Top of DOCUMENT SECTION

Azure-Samples / aoai-realtime-audio-sdk

Azure OpenAI code resources for using gpt-4o-realtime capabilities.
MIT License
589 stars 91 forks source link

Will this SDK be unified with the "non-realtime" API in the future? #25

Closed hayescode closed 2 weeks ago

hayescode commented 2 weeks ago

First of all, this repo is extremely helpful. It's clear this is a whole new paradigm using websockets. I assume as this matures towards GA, many of the normal "non-realtime" features like Assistants API, image modality, etc. will be added.

For us on the outside it would help us plan our products roadmap for this eventuality. Should we expect this realtime websocket approach to continue being separate (and therefore add toggles to our apps to switch between this realtime SDK and the existing API), or is the plan to unify these so that in the future we can create Assistant threads and the message content could be text, image, or audio for example?

Thanks again for the team's work on this repo, I would be very lost without this!

fajri-droid commented 2 weeks ago

🔥🔥🔥

trrwilson commented 2 weeks ago

Thanks, @hayescode -- this is a great question that belongs in the FAQ (in fact, I'll go update it shortly).

The specifics and timeline for full feature convergence (with respect to the official libraries at https://github.com/openai/openai-python and https://github.com/openai/openai-node) are still TBD. As was discussed in the "What's next" section of the Realtime API announcement post, integrated library support in Python and JS are on the roadmap, but an ETA is still pending. The .NET library (https://github.com/openai/openai-dotnet) already includes preview support in the latest release.

Bottom of DOCUMENT SECTION
Top of ENTRIES SHOWN

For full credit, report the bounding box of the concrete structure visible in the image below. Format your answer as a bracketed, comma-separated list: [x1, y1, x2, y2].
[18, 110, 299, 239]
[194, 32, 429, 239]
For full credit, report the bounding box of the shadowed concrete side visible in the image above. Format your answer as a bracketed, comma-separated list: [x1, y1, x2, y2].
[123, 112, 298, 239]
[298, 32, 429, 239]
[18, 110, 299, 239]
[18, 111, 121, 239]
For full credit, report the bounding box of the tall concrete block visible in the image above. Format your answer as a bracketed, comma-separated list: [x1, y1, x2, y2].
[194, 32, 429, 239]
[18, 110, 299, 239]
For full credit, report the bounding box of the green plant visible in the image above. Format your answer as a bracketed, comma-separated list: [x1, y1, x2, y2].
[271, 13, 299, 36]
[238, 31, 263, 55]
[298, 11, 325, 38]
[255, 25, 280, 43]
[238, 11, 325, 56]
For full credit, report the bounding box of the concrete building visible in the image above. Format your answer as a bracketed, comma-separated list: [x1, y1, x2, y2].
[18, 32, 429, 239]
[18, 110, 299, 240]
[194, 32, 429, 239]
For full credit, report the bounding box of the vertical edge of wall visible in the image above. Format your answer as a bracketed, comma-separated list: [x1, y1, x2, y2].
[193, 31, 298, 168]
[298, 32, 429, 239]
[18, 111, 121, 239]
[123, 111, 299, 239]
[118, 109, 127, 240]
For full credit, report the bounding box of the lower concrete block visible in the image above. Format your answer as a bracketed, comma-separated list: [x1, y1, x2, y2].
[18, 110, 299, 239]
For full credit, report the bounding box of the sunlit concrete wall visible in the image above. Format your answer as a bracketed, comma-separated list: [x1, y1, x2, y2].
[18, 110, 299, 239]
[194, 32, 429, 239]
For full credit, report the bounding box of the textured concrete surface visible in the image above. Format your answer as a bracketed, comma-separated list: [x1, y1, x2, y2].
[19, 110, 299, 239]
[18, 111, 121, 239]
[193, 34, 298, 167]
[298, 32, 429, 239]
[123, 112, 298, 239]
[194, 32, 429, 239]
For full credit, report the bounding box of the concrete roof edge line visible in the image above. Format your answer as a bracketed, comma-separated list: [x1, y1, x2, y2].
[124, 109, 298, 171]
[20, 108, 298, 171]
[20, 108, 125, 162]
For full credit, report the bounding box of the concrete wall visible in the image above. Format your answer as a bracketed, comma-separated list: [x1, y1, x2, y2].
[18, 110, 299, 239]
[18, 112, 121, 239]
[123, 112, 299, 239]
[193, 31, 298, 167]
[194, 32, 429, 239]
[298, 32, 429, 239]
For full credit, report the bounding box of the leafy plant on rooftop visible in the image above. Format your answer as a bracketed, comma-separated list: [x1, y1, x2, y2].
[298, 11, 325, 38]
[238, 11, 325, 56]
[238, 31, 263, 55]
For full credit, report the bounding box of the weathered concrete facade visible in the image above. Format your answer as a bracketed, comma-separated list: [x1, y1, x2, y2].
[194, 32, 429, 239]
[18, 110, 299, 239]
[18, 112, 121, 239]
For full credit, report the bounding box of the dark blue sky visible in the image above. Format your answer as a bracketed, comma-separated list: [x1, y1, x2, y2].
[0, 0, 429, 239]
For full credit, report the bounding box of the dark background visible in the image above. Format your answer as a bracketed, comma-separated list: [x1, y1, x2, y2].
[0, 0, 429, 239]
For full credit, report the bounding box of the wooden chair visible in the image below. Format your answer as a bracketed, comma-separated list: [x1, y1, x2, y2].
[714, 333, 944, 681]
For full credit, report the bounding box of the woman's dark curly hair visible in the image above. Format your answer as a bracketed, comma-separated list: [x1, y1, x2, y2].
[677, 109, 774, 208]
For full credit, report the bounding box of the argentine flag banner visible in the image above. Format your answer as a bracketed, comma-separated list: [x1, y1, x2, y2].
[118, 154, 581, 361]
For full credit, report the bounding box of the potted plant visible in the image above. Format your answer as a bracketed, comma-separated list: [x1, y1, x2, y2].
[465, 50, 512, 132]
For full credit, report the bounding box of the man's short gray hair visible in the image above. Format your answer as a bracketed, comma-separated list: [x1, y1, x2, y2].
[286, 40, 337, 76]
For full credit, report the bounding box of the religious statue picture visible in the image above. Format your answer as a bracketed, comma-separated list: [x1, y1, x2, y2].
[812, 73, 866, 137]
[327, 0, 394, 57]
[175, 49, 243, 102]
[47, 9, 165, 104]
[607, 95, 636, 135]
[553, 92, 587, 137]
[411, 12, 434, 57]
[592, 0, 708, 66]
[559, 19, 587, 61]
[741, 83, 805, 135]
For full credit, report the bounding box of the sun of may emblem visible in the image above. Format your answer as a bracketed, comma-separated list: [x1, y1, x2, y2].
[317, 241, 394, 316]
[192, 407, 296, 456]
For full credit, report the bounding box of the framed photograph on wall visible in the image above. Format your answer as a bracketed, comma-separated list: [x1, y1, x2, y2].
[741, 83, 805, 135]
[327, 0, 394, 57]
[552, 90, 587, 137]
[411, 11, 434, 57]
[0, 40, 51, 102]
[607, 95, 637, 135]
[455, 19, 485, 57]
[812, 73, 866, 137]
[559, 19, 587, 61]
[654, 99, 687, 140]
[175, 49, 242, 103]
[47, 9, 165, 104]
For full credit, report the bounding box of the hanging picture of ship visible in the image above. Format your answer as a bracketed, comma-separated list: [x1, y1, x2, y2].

Bottom of ENTRIES SHOWN

Continue the GitHub issue thread above about unifying the realtime audio SDK with the non-realtime API, starting after its last sentence.

| YOUR RESPONSE |
In the interim, the standalone libraries provided in this repository for Python and JavaScript will continue to be improved and maintained; whether it's for a week or six months, we want JS and Python customers using /realtime to have an easier entry point into the complexities of the protocol than a simple WebSocket wrapper can provide. We have no plans to proactively merge other endpoints together given the committed nature of the official libraries subsuming the need for standalone libraries, but we'll continually reevaluate how things are shaping up and where the gaps are -- along with how quickly we can converge separate libraries.

hayescode commented 2 weeks ago

Thank you @trrwilson for the detailed response! Makes sense!